Exercise requirements:
A: The telegraph recorder passage marks some parts with a single capital letter. List each of those letters and the part it stands for.
B: Do these statements agree with the telegraph recorder passage? Answer yes or no for each, and quote the words that decide it.
(i) The tin piece for the armature is cut about 4 in. long and 1-1/2 in. wide.
(ii) The bell or buzzer can only be worked close to the key.
(iii) In regular machines the parts must be adjusted by hand.
C: Reproduce the telegraph recorder passage, everything from "(B) Hold or" down to "parts are automatic.".

Text block:
By placing a bell near the end of the vibrating armature (Fig. 156), so that the bell would be struck by it at each vibration, we should have an electric bell. By making the wires 1 and 3 long, the bell or buzzer can be worked at a distance. (See Apparatus Book, Chapter XV, for Home-made Bells and Buzzers.)

=EXPERIMENT 197. To study the action of a simple telegraph "recorder."=

=469. Directions.= (A) Cut from a tin box, or can, a piece of tin about 4 in. long and 1-1/2 in. wide. Bend this double to make two thicknesses. This will serve as an armature I (Fig. 157). Nail to one end of I a small spool, S, and into this put a short length of lead-pencil, P, which may be held firmly in S by wrapping a little paper around it. Connect the ends of coil H to a key and cell as in Fig. 156.

(B) Hold or fasten I in place, and have a friend make dots and dashes at the key, while you draw a piece of paper past the end of P. A little adjusting will be necessary to get the pencil to write only while the circuit is closed. In regular machines all the parts are automatic.

Records shown:
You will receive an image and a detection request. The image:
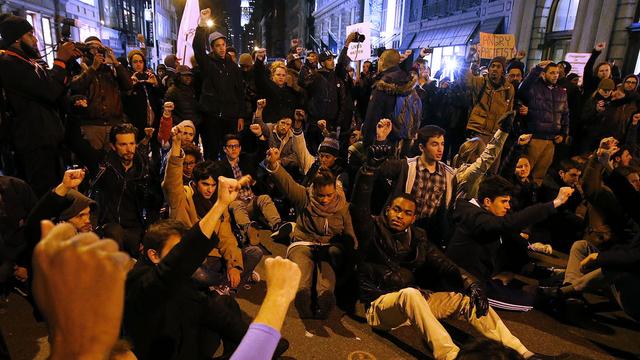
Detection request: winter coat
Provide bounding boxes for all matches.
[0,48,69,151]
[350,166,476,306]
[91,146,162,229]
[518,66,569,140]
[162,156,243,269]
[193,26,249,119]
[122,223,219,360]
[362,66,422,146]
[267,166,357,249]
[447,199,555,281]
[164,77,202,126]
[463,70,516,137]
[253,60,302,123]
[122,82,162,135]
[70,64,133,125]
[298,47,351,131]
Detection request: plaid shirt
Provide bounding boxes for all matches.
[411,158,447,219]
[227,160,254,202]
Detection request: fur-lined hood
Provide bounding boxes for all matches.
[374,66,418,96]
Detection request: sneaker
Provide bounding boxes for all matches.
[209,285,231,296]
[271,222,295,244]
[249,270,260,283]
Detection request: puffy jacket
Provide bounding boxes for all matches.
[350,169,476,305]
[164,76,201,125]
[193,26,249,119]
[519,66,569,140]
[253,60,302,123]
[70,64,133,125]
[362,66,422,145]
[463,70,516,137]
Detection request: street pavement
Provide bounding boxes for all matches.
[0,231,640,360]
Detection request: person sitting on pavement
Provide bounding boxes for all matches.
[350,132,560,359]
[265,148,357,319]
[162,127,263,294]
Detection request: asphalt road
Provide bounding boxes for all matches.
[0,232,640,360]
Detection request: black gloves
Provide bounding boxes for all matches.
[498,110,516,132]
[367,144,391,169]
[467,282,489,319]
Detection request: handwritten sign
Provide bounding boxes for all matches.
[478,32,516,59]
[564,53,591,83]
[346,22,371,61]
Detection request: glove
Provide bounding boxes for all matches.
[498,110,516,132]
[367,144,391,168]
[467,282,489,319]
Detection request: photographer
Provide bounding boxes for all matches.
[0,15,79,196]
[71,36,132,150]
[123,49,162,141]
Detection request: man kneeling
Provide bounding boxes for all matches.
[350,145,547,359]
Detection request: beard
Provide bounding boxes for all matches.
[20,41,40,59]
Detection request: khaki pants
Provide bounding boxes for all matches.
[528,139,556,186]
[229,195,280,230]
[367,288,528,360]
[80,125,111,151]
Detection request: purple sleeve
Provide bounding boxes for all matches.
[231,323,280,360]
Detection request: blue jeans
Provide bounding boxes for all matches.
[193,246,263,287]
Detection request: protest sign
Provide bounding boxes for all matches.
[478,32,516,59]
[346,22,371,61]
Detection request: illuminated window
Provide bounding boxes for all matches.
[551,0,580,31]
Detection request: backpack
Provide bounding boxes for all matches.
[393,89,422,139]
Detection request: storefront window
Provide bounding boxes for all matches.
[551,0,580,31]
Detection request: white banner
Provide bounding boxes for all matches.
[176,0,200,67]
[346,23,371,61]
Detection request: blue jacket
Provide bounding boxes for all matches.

Complete answers:
A:
I: the armature, made of bent tin
S: a small spool
P: a short length of lead-pencil
H: the coil

B:
(i) Yes: "a piece of tin about 4 in. long and 1-1/2 in. wide"
(ii) No: "By making the wires 1 and 3 long, the bell or buzzer can be worked at a distance."
(iii) No: "In regular machines all the parts are automatic."

C:
(B) Hold or fasten I in place, and have a friend make dots and dashes at the key, while you draw a piece of paper past the end of P. A little adjusting will be necessary to get the pencil to write only while the circuit is closed. In regular machines all the parts are automatic.